» Activity
Range to output from the entries below: the line containing "Identify framed picture" through the line containing "Identify wooden desk edge in the frame above.". Set it down exactly, ends included, nothing else.

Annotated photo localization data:
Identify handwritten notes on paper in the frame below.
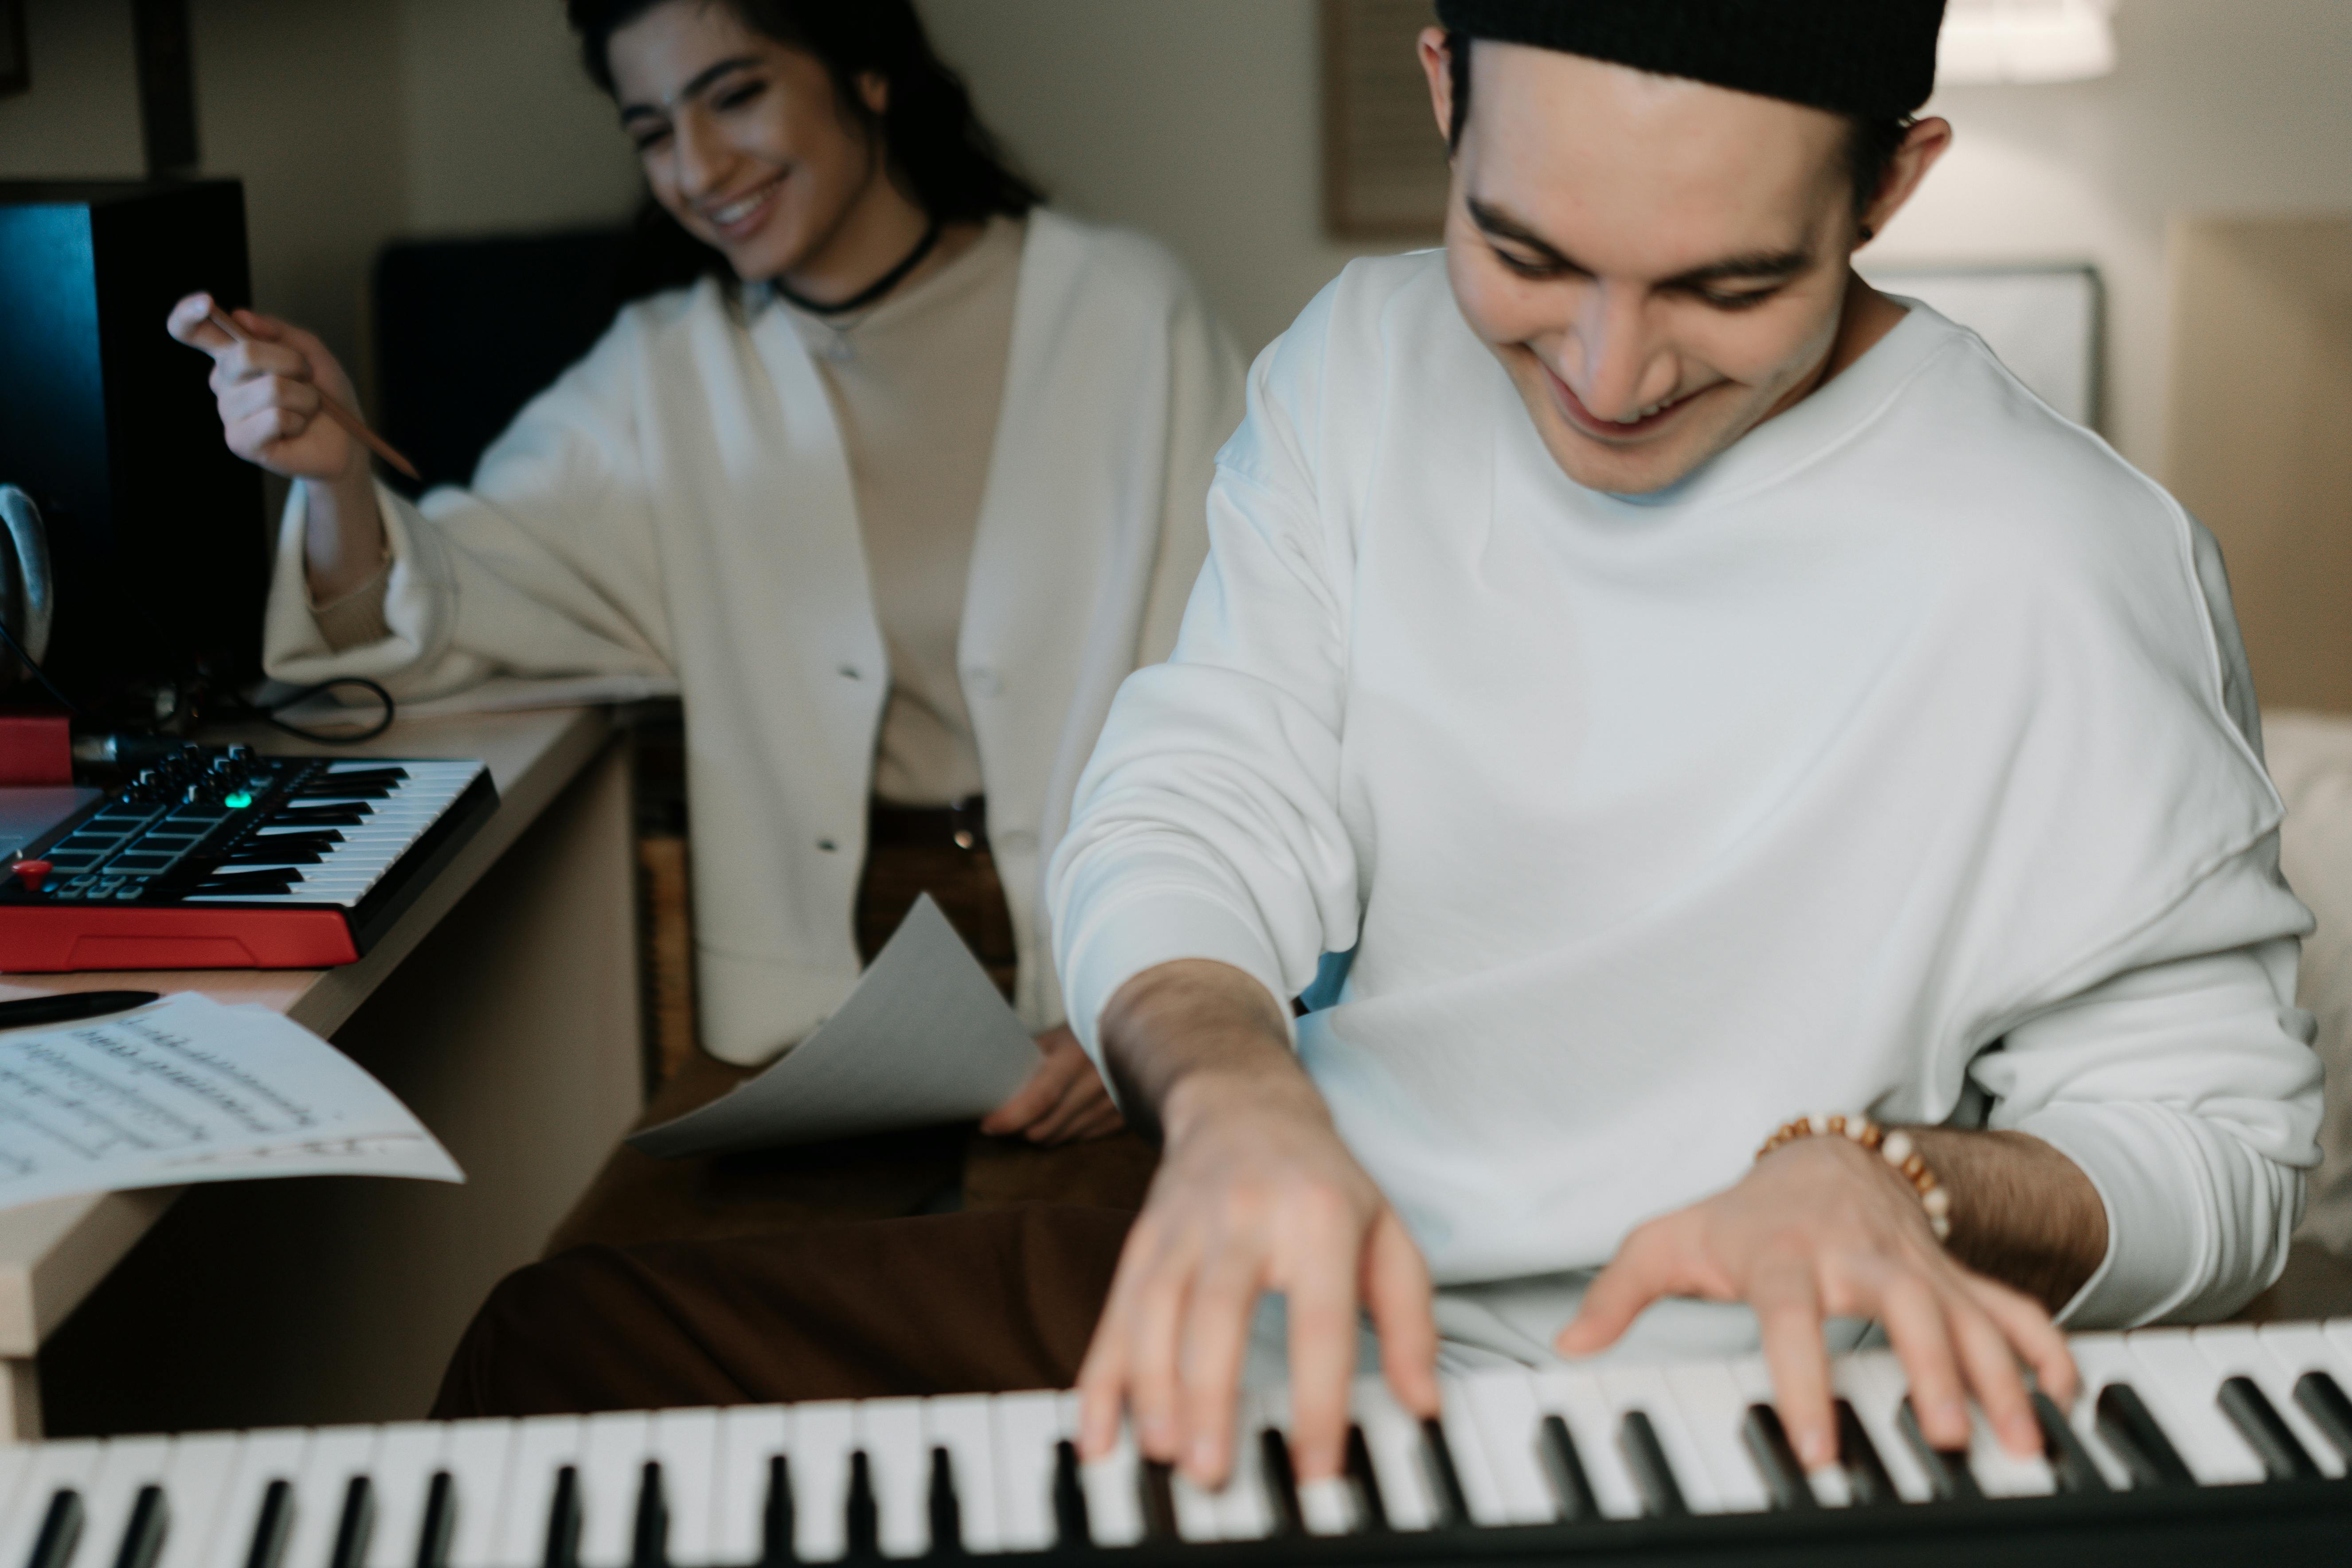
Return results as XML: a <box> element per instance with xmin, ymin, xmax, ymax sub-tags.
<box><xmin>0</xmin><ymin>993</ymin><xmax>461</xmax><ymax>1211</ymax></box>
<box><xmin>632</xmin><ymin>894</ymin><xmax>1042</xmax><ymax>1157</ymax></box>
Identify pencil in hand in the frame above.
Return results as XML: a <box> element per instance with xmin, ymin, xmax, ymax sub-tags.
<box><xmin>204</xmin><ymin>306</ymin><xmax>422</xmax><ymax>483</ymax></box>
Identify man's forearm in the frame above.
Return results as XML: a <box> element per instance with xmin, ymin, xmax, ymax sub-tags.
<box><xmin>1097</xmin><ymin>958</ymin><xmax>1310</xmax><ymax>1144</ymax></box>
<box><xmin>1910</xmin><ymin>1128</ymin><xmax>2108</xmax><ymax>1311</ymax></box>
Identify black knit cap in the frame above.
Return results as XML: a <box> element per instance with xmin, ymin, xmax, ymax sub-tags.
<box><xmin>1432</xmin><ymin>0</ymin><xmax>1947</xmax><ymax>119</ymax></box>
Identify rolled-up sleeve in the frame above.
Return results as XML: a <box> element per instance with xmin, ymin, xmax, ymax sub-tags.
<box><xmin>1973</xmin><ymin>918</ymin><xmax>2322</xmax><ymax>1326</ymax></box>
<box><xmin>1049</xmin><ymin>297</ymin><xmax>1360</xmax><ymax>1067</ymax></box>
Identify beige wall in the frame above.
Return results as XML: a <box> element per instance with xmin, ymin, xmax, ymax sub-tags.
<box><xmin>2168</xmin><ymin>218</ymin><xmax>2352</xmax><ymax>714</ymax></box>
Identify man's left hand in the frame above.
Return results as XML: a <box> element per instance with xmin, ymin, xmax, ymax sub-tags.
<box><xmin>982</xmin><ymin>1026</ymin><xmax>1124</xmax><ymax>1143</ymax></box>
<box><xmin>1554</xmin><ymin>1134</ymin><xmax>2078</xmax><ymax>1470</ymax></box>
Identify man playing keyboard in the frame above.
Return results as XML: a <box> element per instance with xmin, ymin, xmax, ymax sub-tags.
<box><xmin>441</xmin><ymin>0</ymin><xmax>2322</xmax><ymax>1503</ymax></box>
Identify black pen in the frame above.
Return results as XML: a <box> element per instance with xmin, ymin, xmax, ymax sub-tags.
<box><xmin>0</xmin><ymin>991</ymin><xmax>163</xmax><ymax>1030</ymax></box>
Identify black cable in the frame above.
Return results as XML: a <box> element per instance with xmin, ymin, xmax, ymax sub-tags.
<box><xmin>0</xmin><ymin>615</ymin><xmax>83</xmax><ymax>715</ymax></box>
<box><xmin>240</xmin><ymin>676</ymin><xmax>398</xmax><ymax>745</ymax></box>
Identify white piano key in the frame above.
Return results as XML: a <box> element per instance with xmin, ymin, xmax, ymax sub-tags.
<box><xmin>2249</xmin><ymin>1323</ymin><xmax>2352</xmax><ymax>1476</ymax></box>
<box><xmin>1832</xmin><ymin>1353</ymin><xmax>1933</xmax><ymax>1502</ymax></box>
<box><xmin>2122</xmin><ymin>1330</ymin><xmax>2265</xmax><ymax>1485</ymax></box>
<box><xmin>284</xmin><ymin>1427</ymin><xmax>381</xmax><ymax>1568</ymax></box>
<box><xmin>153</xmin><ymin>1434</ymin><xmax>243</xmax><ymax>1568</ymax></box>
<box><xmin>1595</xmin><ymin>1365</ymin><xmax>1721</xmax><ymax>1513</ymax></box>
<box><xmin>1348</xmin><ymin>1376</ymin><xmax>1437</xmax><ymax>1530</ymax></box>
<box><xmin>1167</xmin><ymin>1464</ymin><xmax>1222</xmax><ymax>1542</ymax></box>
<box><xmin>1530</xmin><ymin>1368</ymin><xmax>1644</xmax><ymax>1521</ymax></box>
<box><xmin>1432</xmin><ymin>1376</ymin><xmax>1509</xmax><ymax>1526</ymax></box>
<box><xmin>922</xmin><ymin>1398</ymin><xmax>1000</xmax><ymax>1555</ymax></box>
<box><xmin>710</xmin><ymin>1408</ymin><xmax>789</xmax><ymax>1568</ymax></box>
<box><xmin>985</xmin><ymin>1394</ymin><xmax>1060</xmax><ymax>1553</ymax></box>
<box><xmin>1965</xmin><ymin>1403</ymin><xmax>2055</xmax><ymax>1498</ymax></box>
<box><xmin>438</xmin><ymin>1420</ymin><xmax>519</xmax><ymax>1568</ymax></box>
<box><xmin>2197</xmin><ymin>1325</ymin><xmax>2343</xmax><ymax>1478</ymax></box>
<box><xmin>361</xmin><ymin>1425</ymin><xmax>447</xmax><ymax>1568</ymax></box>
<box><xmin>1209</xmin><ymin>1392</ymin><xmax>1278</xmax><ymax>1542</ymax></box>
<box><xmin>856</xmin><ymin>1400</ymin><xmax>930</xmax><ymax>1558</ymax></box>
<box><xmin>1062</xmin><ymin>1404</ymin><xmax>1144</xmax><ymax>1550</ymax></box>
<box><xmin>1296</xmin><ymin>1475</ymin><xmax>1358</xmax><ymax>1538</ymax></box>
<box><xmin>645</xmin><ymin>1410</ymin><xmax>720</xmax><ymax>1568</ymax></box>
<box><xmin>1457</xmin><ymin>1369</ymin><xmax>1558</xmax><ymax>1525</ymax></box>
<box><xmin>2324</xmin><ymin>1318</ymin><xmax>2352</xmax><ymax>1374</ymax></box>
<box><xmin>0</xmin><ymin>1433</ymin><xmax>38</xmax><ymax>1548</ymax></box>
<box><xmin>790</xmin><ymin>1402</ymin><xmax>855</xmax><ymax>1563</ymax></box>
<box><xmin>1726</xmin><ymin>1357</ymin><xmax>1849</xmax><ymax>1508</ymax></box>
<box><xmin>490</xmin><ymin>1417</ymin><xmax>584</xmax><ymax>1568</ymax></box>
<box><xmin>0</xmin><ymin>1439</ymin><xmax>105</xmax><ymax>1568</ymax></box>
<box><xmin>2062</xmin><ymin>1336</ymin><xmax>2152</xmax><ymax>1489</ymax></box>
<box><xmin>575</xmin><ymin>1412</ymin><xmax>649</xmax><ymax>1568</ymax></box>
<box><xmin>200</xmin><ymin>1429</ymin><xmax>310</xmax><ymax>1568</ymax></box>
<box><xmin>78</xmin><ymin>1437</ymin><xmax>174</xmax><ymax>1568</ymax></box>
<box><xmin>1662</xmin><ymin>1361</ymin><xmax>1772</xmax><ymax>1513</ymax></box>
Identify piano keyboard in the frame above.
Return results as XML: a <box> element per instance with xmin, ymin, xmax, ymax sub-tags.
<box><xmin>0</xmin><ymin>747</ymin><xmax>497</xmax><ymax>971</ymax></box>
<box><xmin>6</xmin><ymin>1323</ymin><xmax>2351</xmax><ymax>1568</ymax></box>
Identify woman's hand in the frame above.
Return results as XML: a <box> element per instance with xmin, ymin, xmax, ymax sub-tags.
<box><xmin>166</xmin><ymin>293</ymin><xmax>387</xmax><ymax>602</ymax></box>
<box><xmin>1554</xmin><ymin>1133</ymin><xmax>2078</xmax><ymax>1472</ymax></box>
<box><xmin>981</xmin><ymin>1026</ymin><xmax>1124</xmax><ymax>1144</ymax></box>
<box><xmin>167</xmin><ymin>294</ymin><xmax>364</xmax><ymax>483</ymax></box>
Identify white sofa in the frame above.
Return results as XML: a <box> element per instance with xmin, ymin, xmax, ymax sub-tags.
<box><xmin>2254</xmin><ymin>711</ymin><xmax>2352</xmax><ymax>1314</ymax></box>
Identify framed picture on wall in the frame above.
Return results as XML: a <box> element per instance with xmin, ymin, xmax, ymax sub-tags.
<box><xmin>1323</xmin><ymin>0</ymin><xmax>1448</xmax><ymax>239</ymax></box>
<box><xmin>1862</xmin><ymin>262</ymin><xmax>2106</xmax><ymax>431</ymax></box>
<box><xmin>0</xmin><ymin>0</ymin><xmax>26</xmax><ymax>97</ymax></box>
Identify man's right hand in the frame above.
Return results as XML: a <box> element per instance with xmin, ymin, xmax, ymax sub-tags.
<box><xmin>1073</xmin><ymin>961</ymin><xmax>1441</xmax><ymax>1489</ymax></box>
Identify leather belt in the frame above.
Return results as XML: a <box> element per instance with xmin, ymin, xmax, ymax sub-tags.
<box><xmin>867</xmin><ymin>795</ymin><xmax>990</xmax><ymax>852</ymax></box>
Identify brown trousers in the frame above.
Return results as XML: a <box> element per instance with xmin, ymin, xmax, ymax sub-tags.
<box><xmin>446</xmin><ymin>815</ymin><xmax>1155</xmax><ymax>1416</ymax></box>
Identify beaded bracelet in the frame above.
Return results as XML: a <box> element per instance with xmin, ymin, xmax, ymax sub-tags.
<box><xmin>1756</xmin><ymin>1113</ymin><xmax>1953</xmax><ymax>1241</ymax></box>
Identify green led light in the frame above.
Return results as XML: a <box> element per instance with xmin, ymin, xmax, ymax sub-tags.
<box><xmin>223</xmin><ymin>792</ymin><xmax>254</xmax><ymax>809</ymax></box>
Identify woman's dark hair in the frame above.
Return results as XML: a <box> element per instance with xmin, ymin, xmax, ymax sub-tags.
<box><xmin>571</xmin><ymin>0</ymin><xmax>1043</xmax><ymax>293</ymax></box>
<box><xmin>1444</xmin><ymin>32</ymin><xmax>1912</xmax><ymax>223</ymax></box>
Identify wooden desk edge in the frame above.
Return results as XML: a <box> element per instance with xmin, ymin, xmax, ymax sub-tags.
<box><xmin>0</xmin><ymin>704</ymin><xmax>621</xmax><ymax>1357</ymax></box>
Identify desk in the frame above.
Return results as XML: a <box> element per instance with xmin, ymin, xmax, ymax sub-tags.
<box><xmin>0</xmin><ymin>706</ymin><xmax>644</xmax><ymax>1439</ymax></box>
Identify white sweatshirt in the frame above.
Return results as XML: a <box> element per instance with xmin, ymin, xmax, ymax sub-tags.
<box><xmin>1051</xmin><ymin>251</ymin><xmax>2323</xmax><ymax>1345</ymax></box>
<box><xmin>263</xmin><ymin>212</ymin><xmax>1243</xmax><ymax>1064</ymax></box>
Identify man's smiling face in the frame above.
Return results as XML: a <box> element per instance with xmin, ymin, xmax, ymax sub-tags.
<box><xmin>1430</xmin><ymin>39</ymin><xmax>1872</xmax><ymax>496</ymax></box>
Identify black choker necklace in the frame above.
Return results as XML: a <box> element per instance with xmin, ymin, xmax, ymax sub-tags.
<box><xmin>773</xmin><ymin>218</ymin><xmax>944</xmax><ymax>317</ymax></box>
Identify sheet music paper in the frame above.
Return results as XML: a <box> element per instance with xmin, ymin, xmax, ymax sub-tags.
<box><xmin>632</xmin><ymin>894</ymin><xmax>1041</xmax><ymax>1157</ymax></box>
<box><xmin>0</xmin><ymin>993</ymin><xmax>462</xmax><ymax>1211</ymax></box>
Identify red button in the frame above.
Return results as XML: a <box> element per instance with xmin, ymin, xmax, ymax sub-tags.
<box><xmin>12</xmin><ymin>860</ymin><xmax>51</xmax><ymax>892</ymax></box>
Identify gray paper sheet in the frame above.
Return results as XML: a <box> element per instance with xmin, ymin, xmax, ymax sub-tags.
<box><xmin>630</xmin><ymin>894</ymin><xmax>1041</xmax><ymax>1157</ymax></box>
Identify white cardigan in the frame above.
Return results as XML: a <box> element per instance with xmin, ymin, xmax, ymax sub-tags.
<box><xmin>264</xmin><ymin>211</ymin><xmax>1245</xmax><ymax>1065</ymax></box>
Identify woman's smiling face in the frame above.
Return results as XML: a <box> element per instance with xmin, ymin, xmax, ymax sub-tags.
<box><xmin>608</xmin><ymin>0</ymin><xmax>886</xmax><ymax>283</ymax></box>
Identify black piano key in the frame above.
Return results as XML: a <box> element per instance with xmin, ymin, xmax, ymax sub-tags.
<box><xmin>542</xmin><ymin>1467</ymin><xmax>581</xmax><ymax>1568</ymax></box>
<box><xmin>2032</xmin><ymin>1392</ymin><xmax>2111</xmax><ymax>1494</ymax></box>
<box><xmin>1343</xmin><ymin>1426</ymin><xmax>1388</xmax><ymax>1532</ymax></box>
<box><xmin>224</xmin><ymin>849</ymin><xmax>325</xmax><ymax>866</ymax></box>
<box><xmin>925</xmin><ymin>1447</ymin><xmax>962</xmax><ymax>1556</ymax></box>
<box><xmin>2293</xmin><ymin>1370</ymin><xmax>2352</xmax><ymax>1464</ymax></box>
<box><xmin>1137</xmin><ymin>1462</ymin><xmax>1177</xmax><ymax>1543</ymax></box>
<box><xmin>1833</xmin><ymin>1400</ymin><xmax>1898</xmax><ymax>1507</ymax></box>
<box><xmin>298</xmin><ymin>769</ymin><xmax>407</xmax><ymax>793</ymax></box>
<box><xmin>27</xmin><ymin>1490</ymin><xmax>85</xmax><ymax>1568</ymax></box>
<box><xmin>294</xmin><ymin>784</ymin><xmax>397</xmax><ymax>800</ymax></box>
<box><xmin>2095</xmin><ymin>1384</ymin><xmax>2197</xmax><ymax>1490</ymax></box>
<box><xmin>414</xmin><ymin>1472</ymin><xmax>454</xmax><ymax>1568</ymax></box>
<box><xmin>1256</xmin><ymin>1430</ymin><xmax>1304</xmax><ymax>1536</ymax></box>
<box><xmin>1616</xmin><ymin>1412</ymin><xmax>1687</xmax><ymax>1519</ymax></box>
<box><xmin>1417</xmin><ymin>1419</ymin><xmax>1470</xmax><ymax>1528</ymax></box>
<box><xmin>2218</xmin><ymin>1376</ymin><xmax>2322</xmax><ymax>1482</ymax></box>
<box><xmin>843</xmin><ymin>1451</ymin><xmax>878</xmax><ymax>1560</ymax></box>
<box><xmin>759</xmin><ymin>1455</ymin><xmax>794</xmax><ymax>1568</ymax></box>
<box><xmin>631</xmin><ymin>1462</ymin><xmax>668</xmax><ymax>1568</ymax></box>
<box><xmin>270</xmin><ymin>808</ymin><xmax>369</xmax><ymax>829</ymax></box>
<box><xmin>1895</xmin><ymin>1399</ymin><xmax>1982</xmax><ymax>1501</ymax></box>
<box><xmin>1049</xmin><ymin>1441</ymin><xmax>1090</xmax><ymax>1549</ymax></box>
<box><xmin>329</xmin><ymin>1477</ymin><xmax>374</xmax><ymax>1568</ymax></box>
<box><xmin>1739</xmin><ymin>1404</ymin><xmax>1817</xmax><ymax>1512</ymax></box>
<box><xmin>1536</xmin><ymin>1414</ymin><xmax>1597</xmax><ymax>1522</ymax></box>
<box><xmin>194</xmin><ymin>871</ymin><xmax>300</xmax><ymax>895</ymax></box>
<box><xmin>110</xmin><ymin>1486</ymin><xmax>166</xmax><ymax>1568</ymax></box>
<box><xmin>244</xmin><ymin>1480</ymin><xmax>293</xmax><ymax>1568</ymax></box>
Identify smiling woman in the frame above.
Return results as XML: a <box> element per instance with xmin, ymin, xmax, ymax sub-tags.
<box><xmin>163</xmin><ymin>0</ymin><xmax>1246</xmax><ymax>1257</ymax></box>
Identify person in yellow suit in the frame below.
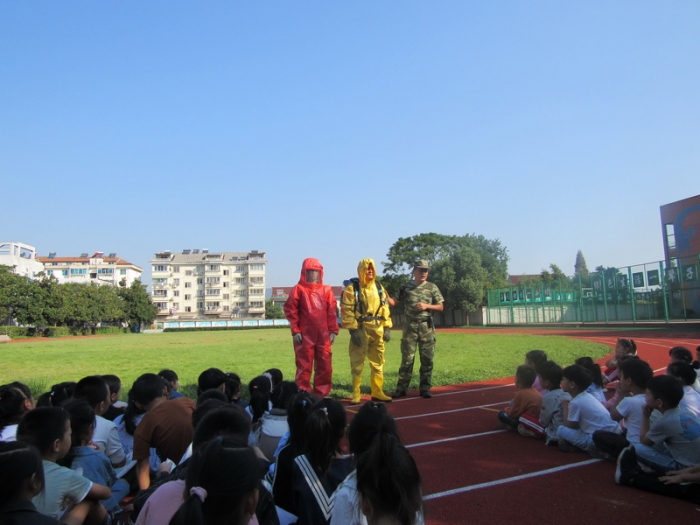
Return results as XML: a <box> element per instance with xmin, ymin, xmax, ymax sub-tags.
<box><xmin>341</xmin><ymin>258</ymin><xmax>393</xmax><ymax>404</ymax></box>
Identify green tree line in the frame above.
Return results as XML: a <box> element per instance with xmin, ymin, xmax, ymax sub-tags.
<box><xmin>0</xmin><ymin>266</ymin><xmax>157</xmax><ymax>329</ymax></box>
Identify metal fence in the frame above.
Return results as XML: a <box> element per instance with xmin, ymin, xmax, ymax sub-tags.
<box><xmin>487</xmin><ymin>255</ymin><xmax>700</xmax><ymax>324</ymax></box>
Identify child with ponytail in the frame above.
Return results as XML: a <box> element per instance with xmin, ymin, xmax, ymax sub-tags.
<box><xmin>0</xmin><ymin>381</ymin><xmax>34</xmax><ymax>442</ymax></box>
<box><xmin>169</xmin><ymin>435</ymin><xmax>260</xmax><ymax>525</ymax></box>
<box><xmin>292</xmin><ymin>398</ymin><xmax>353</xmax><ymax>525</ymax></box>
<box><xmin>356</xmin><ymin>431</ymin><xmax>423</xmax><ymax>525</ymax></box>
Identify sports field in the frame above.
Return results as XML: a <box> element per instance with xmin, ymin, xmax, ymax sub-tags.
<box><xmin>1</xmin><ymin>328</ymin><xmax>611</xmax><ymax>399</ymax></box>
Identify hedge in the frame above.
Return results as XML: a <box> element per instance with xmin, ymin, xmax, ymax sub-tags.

» Solved exercise
Identify framed picture on wall in the frame above.
Return results as XML: a <box> element per instance with xmin, ymin, xmax, ymax sub-tags.
<box><xmin>1323</xmin><ymin>0</ymin><xmax>1448</xmax><ymax>239</ymax></box>
<box><xmin>1862</xmin><ymin>262</ymin><xmax>2106</xmax><ymax>431</ymax></box>
<box><xmin>0</xmin><ymin>0</ymin><xmax>26</xmax><ymax>97</ymax></box>
Identify man's right hand in the frame above.
Return results as XML: a <box> element per instance with xmin, ymin, xmax, ymax sub-tags.
<box><xmin>1073</xmin><ymin>961</ymin><xmax>1441</xmax><ymax>1489</ymax></box>
Identify leather belt in the frame above.
Return results as XML: a <box> element per instance with xmin, ymin, xmax, ymax sub-tags.
<box><xmin>867</xmin><ymin>795</ymin><xmax>990</xmax><ymax>852</ymax></box>
Identify brown trousers in the frame above.
Return results as XML: a <box> element per instance with xmin, ymin, xmax, ymax sub-tags.
<box><xmin>446</xmin><ymin>815</ymin><xmax>1155</xmax><ymax>1416</ymax></box>
Identify beaded bracelet in the frame above.
Return results as XML: a <box> element per instance with xmin, ymin, xmax, ymax sub-tags.
<box><xmin>1756</xmin><ymin>1113</ymin><xmax>1953</xmax><ymax>1241</ymax></box>
Identify green led light in the frame above.
Return results as XML: a <box> element per instance with xmin, ymin, xmax, ymax sub-tags.
<box><xmin>223</xmin><ymin>792</ymin><xmax>254</xmax><ymax>809</ymax></box>
Identify woman's dark hair in the frame above.
Return results as XML: a <box> element per instance with xmin, ymin, xmax, ymax sub-tags.
<box><xmin>571</xmin><ymin>0</ymin><xmax>1043</xmax><ymax>293</ymax></box>
<box><xmin>1444</xmin><ymin>32</ymin><xmax>1912</xmax><ymax>223</ymax></box>
Identify wooden desk edge in the frame above.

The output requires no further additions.